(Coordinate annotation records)
════════════════════

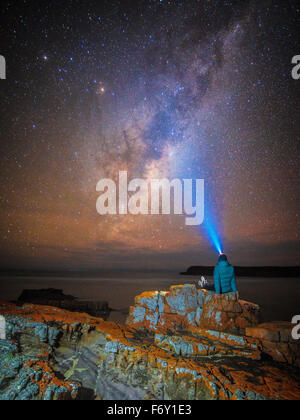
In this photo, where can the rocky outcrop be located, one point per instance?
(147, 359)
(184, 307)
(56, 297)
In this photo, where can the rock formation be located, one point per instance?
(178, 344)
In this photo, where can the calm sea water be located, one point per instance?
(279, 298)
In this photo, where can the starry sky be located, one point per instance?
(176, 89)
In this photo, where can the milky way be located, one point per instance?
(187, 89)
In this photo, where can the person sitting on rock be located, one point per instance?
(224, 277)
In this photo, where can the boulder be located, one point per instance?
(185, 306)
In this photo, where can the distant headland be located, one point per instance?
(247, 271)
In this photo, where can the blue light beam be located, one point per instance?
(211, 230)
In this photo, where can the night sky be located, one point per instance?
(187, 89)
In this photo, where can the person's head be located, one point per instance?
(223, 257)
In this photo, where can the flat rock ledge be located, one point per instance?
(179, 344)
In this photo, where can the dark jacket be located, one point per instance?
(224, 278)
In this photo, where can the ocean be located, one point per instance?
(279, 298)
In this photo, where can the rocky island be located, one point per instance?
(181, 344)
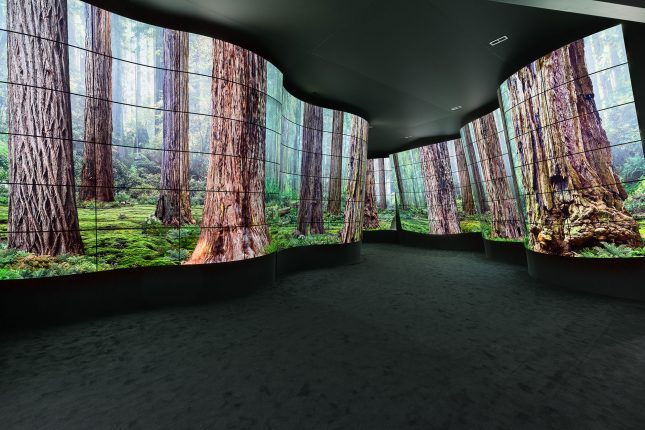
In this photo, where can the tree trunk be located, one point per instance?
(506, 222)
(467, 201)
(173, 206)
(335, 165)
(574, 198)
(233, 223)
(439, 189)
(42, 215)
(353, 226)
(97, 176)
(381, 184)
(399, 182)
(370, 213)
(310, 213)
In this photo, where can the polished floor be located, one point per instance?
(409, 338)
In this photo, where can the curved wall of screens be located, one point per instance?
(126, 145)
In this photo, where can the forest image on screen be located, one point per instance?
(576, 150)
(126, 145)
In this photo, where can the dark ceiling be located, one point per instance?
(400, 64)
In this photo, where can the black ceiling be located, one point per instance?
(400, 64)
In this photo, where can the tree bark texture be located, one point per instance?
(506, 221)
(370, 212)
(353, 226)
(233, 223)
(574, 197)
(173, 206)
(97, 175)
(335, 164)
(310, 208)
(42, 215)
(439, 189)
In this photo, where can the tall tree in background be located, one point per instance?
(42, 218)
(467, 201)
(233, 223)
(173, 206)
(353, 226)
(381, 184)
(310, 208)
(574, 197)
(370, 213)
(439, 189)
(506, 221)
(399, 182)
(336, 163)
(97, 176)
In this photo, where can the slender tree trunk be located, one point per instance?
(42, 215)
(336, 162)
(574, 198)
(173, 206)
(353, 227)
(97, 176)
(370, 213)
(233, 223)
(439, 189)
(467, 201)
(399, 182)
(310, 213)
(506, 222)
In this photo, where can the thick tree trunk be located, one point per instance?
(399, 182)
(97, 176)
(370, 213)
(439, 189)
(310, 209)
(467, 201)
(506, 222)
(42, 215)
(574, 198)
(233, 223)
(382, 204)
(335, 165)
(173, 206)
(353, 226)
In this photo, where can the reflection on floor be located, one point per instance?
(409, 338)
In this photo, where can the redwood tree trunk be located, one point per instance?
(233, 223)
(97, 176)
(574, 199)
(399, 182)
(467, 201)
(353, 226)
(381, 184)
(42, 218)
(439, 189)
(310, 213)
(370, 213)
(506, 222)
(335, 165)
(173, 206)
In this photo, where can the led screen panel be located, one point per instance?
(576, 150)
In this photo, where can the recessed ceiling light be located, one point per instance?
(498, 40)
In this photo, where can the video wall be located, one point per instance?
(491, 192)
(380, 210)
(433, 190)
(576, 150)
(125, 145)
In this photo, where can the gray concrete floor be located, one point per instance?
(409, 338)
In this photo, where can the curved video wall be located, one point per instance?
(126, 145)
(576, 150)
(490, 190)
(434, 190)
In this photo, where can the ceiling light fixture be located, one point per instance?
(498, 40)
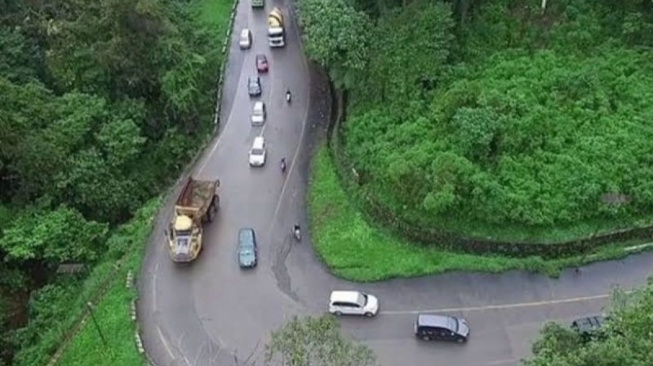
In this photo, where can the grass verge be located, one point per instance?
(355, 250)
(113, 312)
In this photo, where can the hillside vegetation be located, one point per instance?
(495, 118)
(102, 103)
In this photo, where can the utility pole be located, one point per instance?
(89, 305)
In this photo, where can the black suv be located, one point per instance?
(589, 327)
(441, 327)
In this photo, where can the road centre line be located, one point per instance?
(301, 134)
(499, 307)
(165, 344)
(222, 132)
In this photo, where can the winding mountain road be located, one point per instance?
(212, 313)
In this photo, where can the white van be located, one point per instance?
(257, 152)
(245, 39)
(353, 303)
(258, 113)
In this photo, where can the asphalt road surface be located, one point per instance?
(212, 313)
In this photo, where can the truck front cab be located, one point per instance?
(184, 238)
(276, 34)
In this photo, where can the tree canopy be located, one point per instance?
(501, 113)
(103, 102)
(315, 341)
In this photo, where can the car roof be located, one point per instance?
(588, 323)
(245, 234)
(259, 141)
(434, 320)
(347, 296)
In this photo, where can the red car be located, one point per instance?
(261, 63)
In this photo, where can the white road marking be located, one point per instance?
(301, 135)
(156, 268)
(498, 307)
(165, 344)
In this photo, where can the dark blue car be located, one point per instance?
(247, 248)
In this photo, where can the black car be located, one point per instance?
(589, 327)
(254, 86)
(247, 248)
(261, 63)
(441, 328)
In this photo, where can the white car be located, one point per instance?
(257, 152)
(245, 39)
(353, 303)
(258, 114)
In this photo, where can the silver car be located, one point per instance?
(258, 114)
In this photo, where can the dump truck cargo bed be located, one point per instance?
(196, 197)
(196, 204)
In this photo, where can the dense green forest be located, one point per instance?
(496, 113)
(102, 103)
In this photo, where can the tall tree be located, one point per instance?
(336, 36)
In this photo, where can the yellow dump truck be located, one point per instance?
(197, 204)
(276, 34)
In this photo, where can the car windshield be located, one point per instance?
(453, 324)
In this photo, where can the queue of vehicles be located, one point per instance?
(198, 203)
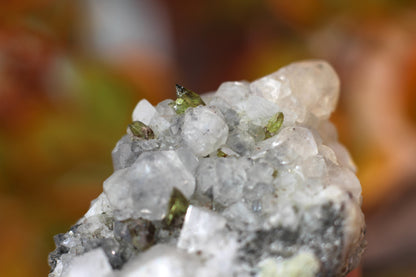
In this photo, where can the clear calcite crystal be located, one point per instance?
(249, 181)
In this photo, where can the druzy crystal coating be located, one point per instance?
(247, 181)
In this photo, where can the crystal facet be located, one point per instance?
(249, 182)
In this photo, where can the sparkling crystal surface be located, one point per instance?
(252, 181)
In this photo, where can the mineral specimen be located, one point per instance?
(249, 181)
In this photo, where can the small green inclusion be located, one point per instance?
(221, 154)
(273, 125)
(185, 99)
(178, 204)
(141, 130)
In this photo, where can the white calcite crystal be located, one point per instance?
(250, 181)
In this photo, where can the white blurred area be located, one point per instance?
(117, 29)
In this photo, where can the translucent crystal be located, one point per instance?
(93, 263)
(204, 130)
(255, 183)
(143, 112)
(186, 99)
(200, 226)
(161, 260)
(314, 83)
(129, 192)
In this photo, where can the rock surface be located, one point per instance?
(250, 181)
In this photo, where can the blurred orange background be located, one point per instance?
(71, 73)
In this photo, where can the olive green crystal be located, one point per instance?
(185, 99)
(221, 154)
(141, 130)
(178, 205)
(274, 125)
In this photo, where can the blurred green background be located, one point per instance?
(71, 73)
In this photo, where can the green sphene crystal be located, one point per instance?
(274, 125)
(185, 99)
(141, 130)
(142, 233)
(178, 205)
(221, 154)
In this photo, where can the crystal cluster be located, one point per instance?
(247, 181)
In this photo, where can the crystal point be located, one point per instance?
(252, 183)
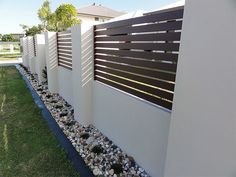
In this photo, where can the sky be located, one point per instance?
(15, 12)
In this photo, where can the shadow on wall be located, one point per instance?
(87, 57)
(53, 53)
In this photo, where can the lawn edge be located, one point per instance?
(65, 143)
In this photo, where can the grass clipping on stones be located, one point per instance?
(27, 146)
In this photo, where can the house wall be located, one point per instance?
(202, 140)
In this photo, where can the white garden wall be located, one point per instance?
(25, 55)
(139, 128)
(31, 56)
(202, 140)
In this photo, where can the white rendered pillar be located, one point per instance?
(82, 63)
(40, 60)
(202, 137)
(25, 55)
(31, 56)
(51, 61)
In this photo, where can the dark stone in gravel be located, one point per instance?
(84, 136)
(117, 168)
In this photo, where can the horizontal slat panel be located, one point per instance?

════════════════════

• [To do]: Copy out each line exactly, without the pictures.

• [Output below]:
In this photo, where can the rocky outcrop be located, one point per instance?
(147, 359)
(184, 307)
(56, 297)
In this photo, where can the rock formation be located, one point per instance?
(178, 344)
In this photo, where can the calm sea water be located, one point per instance?
(279, 298)
In this photo, where can the starry sky be located, one point per instance?
(176, 89)
In this photo, where can the milky way be located, one point per instance?
(187, 89)
In this photo, where can the person sitting on rock be located, one point per instance?
(224, 277)
In this photo, where can the boulder be located, one point per instance?
(185, 306)
In this photo, where can the distant headland be located, one point per instance?
(247, 271)
In this photo, where can the blue light beam be located, one point per instance?
(211, 230)
In this photo, where can the night sky be located, one point per instance?
(187, 89)
In this photo, where can the person's head be located, one point per instance?
(223, 257)
In this photo, where can the flat rock ledge be located, one point per instance?
(179, 344)
In this photo, where can the dark jacket be located, one point per instance?
(224, 278)
In this photo, where can the ocean be located, one point per instance?
(279, 298)
In this photo, where can the rocky island be located, one point per instance?
(181, 344)
In this photo, where can the tree trunk be located, one point per instance?
(506, 222)
(467, 201)
(173, 206)
(335, 165)
(574, 198)
(233, 223)
(439, 189)
(42, 215)
(353, 226)
(97, 176)
(381, 184)
(399, 182)
(370, 213)
(310, 213)
In this photo, where can the polished floor be located, one point per instance?
(409, 338)
In this photo, where can the curved wall of screens be located, one point per instance?
(126, 145)
In this photo, where can the forest image on screen be located, one point per instance?
(576, 150)
(126, 145)
In this photo, where can the dark ceiling be located, one point per instance?
(400, 64)
In this photo, where can the black ceiling be located, one point per instance?
(400, 64)
In this photo, where can the tree bark texture be located, one point per instance?
(506, 221)
(370, 212)
(353, 226)
(233, 223)
(574, 197)
(173, 206)
(97, 175)
(335, 164)
(310, 208)
(42, 215)
(439, 189)
In this photo, where can the tall tree in background be located, one point per instance?
(42, 218)
(467, 201)
(233, 223)
(173, 206)
(353, 226)
(381, 184)
(310, 208)
(574, 197)
(370, 213)
(439, 189)
(506, 221)
(399, 182)
(336, 163)
(97, 176)
In this photo, where can the slender tree trunk be located, one point per instance?
(42, 215)
(336, 162)
(574, 198)
(173, 206)
(353, 227)
(97, 176)
(370, 213)
(233, 223)
(439, 189)
(467, 201)
(399, 182)
(310, 213)
(506, 222)
In this photo, where can the thick tree trunk be located, one point per instance?
(399, 182)
(97, 176)
(370, 213)
(439, 189)
(310, 209)
(467, 201)
(506, 222)
(42, 215)
(574, 198)
(233, 223)
(382, 204)
(335, 165)
(173, 206)
(353, 226)
In this photo, where can the reflection on floor be located, one point per instance?
(409, 338)
In this photo, where can the redwood tree trunk be located, one point per instance?
(233, 223)
(97, 176)
(574, 199)
(399, 182)
(467, 201)
(353, 226)
(381, 184)
(42, 218)
(439, 189)
(310, 213)
(370, 213)
(506, 222)
(335, 165)
(173, 206)
In this photo, where can the led screen panel be located, one point per instance?
(576, 150)
In this photo, where can the recessed ceiling light be located, one point per instance?
(498, 40)
In this photo, where can the video wall be located, one point per instance?
(491, 192)
(380, 210)
(433, 190)
(576, 150)
(125, 145)
In this photo, where can the gray concrete floor be located, one point per instance?
(409, 338)
In this photo, where can the curved video wall be located, one point per instance?
(126, 145)
(576, 150)
(490, 190)
(434, 190)
In this photo, where can the ceiling light fixture be located, one point per instance?
(498, 40)
In this photo, where can the grass verge be located, one point per instance?
(355, 250)
(113, 312)
In this photo, where can the hillside vegetation be located, one point per instance?
(495, 118)
(102, 103)
In this photo, where can the utility pole be located, one point per instance?
(89, 305)
In this photo, where can the black suv be located, one point per instance?
(589, 327)
(441, 327)
In this photo, where can the road centre line be located, one point per instance?
(301, 134)
(499, 307)
(165, 344)
(222, 132)
In this photo, where can the winding mountain road be located, one point per instance?
(212, 313)
In this photo, where can the white van be located, one point per instance?
(257, 152)
(245, 39)
(353, 303)
(258, 113)
In this photo, where can the asphalt road surface be located, one point per instance?
(212, 313)
In this photo, where can the truck front cab be located, one point per instance?
(184, 238)
(276, 34)
In this photo, where can the tree canopy be located, one point per instance?
(501, 113)
(103, 102)
(315, 341)
In this photo, where can the car roof be located, one point per instance?
(588, 323)
(245, 234)
(259, 141)
(434, 320)
(347, 296)
In this photo, where can the red car be located, one point per instance?
(261, 63)
In this photo, where can the white road marking be located, one point per instance?
(301, 135)
(156, 268)
(498, 307)
(165, 344)
In this photo, where can the dark blue car be located, one point per instance?
(247, 248)
In this photo, where can the black car be located, one point per instance?
(589, 327)
(254, 86)
(247, 248)
(261, 63)
(441, 328)
In this photo, where can the white car be located, one point per instance?
(257, 152)
(245, 39)
(353, 303)
(258, 114)
In this photo, where can the silver car be located, one point per instance?
(258, 114)
In this photo, where can the dump truck cargo bed be located, one point per instance?
(196, 197)
(196, 204)
In this photo, where can the dense green forest be located, one point per instance?
(496, 113)
(102, 103)
In this photo, where can the tall tree be located, one point per instance?
(336, 36)
In this photo, where can the yellow dump truck be located, one point per instance?
(197, 204)
(276, 34)
In this photo, where can the car windshield be located, one point per instance?
(453, 324)
In this photo, where can the queue of vehicles be located, one point per instance?
(198, 203)
In this photo, where can the clear calcite crystal be located, one point per instance?
(249, 181)
In this photo, where can the druzy crystal coating be located, one point per instance?
(247, 181)
In this photo, where can the crystal facet be located, one point per instance?
(249, 182)
In this photo, where can the sparkling crystal surface be located, one point per instance?
(252, 181)
In this photo, where can the mineral specimen be located, one point per instance?
(249, 181)
In this photo, where can the small green inclusion be located, one point per instance?
(221, 154)
(273, 125)
(185, 99)
(178, 204)
(141, 130)
In this photo, where can the white calcite crystal be located, one point per instance?
(250, 181)
In this photo, where can the white blurred area be located, one point per instance?
(117, 29)
In this photo, where can the translucent crystal be located, one point per instance?
(93, 263)
(204, 130)
(255, 183)
(143, 112)
(186, 99)
(200, 226)
(161, 260)
(314, 83)
(129, 192)
In this photo, where can the rock surface be located, one point per instance?
(250, 181)
In this photo, where can the blurred orange background be located, one point per instance?
(71, 73)
In this photo, where can the olive green crystal be located, one point per instance?
(185, 99)
(221, 154)
(141, 130)
(178, 205)
(274, 125)
In this photo, where can the blurred green background be located, one point per instance?
(71, 73)
In this photo, where can the green sphene crystal be located, one point per instance?
(274, 125)
(185, 99)
(141, 130)
(142, 233)
(178, 205)
(221, 154)
In this photo, where can the crystal cluster be located, one point per instance?
(247, 181)
In this photo, where can the crystal point be located, one point per instance?
(252, 183)
In this photo, where can the sky be located, one point per instance?
(15, 12)
In this photo, where can the shadow on wall be located, one point per instance?
(87, 57)
(53, 53)
In this photo, where can the lawn edge be located, one point per instance?
(65, 143)
In this photo, where can the grass clipping on stones be located, one point per instance?
(27, 146)
In this photo, where can the house wall be located, one point per instance?
(202, 140)
In this photo, where can the white garden wall be located, one point per instance?
(25, 55)
(139, 128)
(31, 56)
(202, 140)
In this photo, where can the white rendered pillar be located, one point per instance?
(82, 63)
(40, 60)
(202, 137)
(25, 55)
(31, 56)
(51, 61)
In this photo, where can the dark stone in gravel be located, one point per instance?
(84, 136)
(117, 168)
In this photo, where can the horizontal slat panel be located, one point per instance?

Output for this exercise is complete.